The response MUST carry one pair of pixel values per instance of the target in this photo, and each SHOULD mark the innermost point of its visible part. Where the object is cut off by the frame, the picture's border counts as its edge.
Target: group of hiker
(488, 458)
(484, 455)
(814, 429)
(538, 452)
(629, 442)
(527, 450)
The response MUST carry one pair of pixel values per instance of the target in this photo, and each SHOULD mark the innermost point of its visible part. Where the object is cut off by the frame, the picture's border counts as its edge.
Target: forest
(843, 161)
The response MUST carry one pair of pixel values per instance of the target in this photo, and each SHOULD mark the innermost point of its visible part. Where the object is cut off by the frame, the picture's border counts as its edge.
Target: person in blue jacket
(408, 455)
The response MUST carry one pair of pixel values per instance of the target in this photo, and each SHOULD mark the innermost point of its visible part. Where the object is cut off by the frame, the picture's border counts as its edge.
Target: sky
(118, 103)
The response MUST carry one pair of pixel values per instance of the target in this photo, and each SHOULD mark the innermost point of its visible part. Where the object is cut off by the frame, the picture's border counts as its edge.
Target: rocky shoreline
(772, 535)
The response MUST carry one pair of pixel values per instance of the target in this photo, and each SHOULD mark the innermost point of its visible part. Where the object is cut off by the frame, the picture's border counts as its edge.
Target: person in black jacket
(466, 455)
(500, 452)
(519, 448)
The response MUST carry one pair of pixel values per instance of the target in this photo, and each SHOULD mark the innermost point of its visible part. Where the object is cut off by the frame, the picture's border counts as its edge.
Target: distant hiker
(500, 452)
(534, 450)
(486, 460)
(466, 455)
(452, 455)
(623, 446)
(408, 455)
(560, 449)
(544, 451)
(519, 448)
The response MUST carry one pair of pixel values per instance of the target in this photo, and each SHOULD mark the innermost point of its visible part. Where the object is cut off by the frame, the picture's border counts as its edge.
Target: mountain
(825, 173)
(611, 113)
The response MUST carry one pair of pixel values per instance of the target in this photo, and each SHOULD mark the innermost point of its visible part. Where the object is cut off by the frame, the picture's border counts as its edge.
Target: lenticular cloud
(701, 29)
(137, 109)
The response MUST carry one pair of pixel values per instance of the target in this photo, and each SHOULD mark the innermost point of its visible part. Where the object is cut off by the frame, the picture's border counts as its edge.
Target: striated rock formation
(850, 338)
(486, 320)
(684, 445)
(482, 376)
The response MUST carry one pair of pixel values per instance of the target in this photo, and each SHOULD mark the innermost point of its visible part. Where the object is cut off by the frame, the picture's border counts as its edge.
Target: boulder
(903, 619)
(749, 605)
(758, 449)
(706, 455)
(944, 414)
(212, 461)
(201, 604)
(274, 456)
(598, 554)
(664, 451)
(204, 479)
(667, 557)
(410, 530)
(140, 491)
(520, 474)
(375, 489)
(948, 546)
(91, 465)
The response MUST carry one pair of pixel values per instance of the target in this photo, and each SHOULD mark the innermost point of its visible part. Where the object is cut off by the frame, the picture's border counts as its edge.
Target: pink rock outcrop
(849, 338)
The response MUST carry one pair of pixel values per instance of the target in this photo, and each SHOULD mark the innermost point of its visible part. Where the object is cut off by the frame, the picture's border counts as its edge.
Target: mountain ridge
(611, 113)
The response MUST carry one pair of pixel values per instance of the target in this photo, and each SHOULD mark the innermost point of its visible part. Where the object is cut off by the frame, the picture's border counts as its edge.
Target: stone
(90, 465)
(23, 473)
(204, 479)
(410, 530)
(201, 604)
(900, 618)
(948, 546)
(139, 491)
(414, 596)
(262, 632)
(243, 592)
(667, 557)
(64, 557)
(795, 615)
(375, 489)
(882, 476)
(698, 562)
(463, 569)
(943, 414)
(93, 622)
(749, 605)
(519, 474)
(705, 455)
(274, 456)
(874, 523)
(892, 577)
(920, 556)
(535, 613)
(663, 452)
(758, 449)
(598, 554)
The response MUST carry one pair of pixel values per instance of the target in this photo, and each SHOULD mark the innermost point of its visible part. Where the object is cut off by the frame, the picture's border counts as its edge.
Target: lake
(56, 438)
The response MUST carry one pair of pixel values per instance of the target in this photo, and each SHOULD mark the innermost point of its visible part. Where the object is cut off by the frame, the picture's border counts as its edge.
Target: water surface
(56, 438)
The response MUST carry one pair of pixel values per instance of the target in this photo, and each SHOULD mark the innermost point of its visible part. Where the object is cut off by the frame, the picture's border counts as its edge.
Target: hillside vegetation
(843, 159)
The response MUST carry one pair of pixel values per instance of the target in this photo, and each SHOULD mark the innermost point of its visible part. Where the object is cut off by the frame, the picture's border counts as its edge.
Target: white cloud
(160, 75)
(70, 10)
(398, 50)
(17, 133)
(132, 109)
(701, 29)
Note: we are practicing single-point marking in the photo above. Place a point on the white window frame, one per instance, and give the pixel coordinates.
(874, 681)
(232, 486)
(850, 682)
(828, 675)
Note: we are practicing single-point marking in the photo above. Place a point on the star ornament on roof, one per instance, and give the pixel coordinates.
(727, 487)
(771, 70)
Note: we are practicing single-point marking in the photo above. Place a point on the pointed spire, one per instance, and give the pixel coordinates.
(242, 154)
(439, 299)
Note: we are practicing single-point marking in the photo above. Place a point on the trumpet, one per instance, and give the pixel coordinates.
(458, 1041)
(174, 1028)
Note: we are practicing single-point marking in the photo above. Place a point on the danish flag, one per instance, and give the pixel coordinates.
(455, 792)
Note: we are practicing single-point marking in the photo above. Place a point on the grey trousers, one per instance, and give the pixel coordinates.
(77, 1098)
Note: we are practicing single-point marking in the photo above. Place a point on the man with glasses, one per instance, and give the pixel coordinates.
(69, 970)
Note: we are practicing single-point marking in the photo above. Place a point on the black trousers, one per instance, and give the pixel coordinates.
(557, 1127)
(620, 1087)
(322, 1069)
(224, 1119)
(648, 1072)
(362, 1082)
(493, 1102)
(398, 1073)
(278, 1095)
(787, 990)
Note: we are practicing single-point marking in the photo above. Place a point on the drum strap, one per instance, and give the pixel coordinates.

# # #

Return all of the entries exactly as they were supplied.

The response MUST carry one pair of pixel values per instance of the target in this photo, and each SHOULD mark the innermost point of its visible part. Where the object is cut off by the frame, the picture's border counts as its edge.
Target: group of hiker
(488, 458)
(484, 455)
(814, 429)
(538, 452)
(629, 442)
(527, 450)
The response MUST carry one pair of pixel values per instance of the target in this photo, and each SHOULD mark the innermost point of its visible part. Where the object is cut off by the frame, the picture's border counts as its edge.
Target: forest
(843, 161)
The response MUST carry one pair of pixel values per instance of the target in this photo, and each SHOULD mark the innermost point of its visible part. Where the object is cut off by the frame, the picture's border counts as its edge.
Target: person in blue jacket
(408, 455)
The response MUST carry one pair of pixel values per instance of the target in this photo, and each SHOULD mark the innermost point of its visible part. Where the object is cut off by the frame, the picture's border counts as its edge.
Target: sky
(118, 103)
The response MUST carry one pair of pixel values per instance of the target in this photo, and each SHOULD mark the innermost point of its visible part. Where the object is cut off by the frame, the picture's border counts as its edge.
Target: rocky shoreline
(772, 535)
The response MUST carry one pair of pixel values per instance of the target in this photo, and each SHOULD mark the innermost point of its visible part. Where the object is cut off by the frame, the picture's border counts as its edge.
Target: person in black jacket
(466, 455)
(500, 452)
(519, 448)
The response MUST carry one pair of pixel values per instance of the target in this photo, and each SHOULD mark the innermost point of its visible part. Where the object is cut off by the frame, the picture's border counts as its edge.
Target: distant hiker
(500, 452)
(534, 450)
(486, 460)
(466, 455)
(452, 455)
(623, 446)
(408, 455)
(560, 449)
(544, 451)
(519, 448)
The response MUST carry one pair of pixel values per instance of the target in this photo, and each SHOULD mark the innermost point of its visible part. Where the object is cut off by the frame, the picture's border counts as its edge.
Target: mountain
(825, 173)
(611, 113)
The response MUST carry one pair of pixel values per instance of the target in this photo, and each SHOULD mark the innermost point of its visible part. Where the object is cut off by the frame, the picture's border counts as its edge.
Target: lenticular cloud
(701, 29)
(137, 109)
The response MUST carry one pair of pixel values per instance of the target in this photo, and each SHOULD mark the innermost point of its visible part. Where the object is cut off by the frame, the picture's border counts as its edge.
Target: striated rock formation
(850, 338)
(486, 320)
(684, 445)
(482, 376)
The response MUST carry one pair of pixel values per instance of the target in this photo, and each SHOULD mark the innermost point of its visible part. Where the object is cut off by the frame, the picture's border counts as its edge.
Target: boulder
(903, 619)
(749, 605)
(758, 449)
(706, 455)
(944, 414)
(212, 461)
(201, 604)
(274, 456)
(598, 554)
(664, 451)
(204, 479)
(667, 557)
(410, 530)
(140, 491)
(520, 474)
(375, 489)
(948, 546)
(91, 465)
The response MUST carry one pair of pixel values per instance of the target in this photo, and each SHOULD mark the innermost point of its visible part. Where the object is cut off by the frame, the picture's border counts as its edge.
Target: pink rock outcrop
(849, 338)
The response MUST carry one pair of pixel values per instance of the target in this photo, and each SHOULD mark the innermost point of its visible part. Where the object is cut off by the frame, the picture's border counts as its edge.
Target: mountain ridge
(611, 113)
The response MUST carry one pair of pixel values per instance of the target in this photo, and each SHOULD mark the innermost point of its visible part. Where the object is cut off by the frame, the picture's border counts as its edge.
Target: stone
(90, 465)
(23, 473)
(204, 479)
(410, 530)
(201, 604)
(900, 618)
(948, 546)
(139, 491)
(414, 596)
(262, 632)
(243, 592)
(667, 557)
(64, 557)
(795, 615)
(375, 489)
(882, 476)
(698, 562)
(463, 569)
(943, 414)
(93, 622)
(749, 605)
(519, 474)
(705, 455)
(274, 456)
(874, 523)
(892, 577)
(920, 556)
(535, 613)
(663, 452)
(758, 449)
(598, 554)
The response MUST carry one pair of pixel values per instance of the target in this photo, and each SHOULD mark the innermost point of its visible part. Where the object is cut off by the frame, the picture's border counts as its edge.
Target: lake
(56, 438)
The response MUST carry one pair of pixel values per instance of the target in this photo, and each SHOULD mark the innermost point of its visible part. Where the object is cut off by the frame, the picture's border counts as its edge.
Target: water surface
(56, 438)
The response MUST carry one pair of pixel values per instance of the target in this photo, and each SHOULD mark the innermost point of its visible part. Where the object is cut off by the frame, the picture's border counts as its edge.
Target: hillside vegetation
(843, 159)
The response MUST carry one pair of pixel values per instance of the target in this photo, and each SHOULD mark the innermost point of its visible part. Where the object is cut off by the frame, the picture's border counts as its edge.
Target: white cloud
(160, 75)
(70, 10)
(398, 50)
(17, 133)
(132, 109)
(701, 29)
Note: we are practicing single-point marking in the photo above. Place a point on the white window frame, one per instance, and give the pixel coordinates.
(874, 681)
(232, 486)
(850, 682)
(828, 675)
Note: we are practicing single-point marking in the photo above. Place a point on the star ornament on roof, one per instance, and give the pixel coordinates.
(727, 487)
(771, 70)
Note: we are practicing single-point marking in the photo above. Place a point on the pointed spire, one per instance, and give the pixel coordinates.
(242, 154)
(439, 299)
Note: we are practicing single-point marking in the photo above. Place a point on the trumpet, one per instance, and give the pixel coordinates.
(458, 1041)
(174, 1028)
Note: we are practicing single-point marking in the photo above. Place a point on the danish flag, one per instance, and give the pixel coordinates.
(455, 792)
Note: we are practicing single-point marking in the photo above. Place a point on the grey trousers, one per instance, and give the pixel coordinates.
(77, 1098)
Note: we are practicing single-point marking in the photo above. Place a point on the man with glasses, one per instance, and give the pixel coordinates.
(69, 970)
Note: we are practicing single-point marking in the photo above. Place a point on the black trousers, one per instance, and give the pixel coordinates.
(557, 1127)
(620, 1087)
(322, 1069)
(224, 1119)
(648, 1072)
(362, 1082)
(493, 1102)
(398, 1073)
(278, 1095)
(787, 990)
Note: we are practicing single-point marking in the photo above. Place a point on the drum strap, one per instance, and give the pixel coordinates.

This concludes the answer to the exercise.